_Task requirements_. Express the lines below as a Markdown table with the columns "Row" and "Line." Begin at the line that contains "Question. In the picture above, identify the pink and" and continue through the last line, including both ends, leaving out blank lines and pictures.

______

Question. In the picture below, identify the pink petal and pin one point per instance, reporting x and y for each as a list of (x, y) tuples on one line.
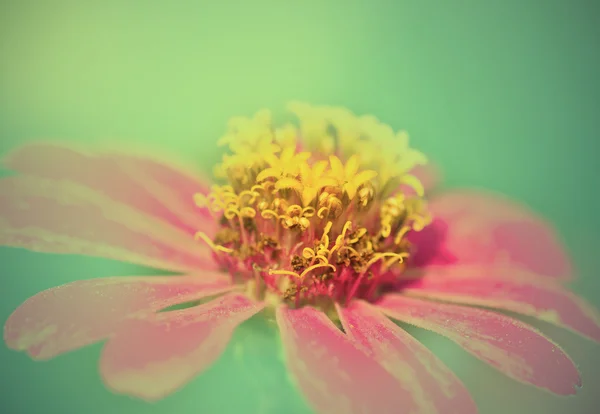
[(152, 357), (68, 317), (153, 187), (332, 373), (508, 345), (431, 386), (59, 217), (509, 289), (472, 227), (429, 176)]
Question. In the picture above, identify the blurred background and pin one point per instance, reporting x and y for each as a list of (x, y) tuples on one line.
[(502, 95)]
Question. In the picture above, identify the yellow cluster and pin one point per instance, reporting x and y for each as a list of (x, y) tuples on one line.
[(325, 192), (260, 151)]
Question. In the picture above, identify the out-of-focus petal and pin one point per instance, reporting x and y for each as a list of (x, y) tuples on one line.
[(473, 227), (156, 188), (509, 289), (68, 317), (152, 357), (330, 370), (61, 217), (508, 345), (431, 386)]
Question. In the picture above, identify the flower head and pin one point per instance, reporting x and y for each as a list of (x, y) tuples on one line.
[(323, 228)]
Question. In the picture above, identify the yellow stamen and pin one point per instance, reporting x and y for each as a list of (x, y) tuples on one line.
[(207, 240)]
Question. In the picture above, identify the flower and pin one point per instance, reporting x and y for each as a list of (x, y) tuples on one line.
[(332, 239)]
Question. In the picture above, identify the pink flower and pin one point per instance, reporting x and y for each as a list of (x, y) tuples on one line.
[(327, 233)]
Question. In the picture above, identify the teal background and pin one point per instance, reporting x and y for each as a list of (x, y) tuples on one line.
[(502, 95)]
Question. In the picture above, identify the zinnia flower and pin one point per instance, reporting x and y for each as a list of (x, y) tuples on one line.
[(322, 228)]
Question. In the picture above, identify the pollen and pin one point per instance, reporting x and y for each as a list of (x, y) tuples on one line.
[(314, 213)]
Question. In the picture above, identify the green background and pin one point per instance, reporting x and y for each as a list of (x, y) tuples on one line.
[(501, 94)]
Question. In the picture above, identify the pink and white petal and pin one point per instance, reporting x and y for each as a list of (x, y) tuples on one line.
[(80, 313), (509, 289), (510, 346), (334, 375), (152, 357), (152, 187), (476, 227), (61, 217), (431, 386)]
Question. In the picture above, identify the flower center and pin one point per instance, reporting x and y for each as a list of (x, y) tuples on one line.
[(320, 219)]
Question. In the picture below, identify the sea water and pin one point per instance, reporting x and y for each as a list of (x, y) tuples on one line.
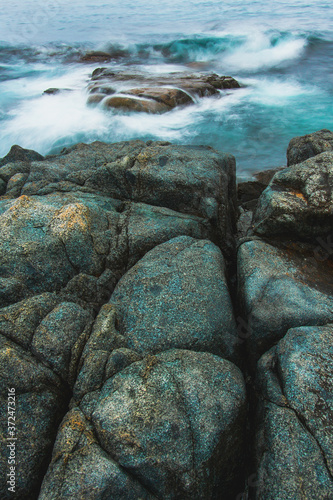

______

_Expected answer_.
| Row | Line |
|---|---|
| 1 | Question. In the picture above, identify the pink and white petal and pin one point per instance, reporting x and y for each as a list of (x, y) tuples on one line. |
| 2 | [(80, 313), (509, 289), (510, 346), (334, 375), (152, 357), (152, 187), (476, 227), (61, 217), (431, 386)] |
| 3 | Question. In the picture above, identify the flower center and pin one point per instance, reporting x and y for each as a list of (x, y) tuples on one line. |
| 4 | [(320, 219)] |
| 5 | Question. In the picture below, identify the sea water and pin one point per instance, reporting x and y for each as a list of (x, y) tuples on one line. |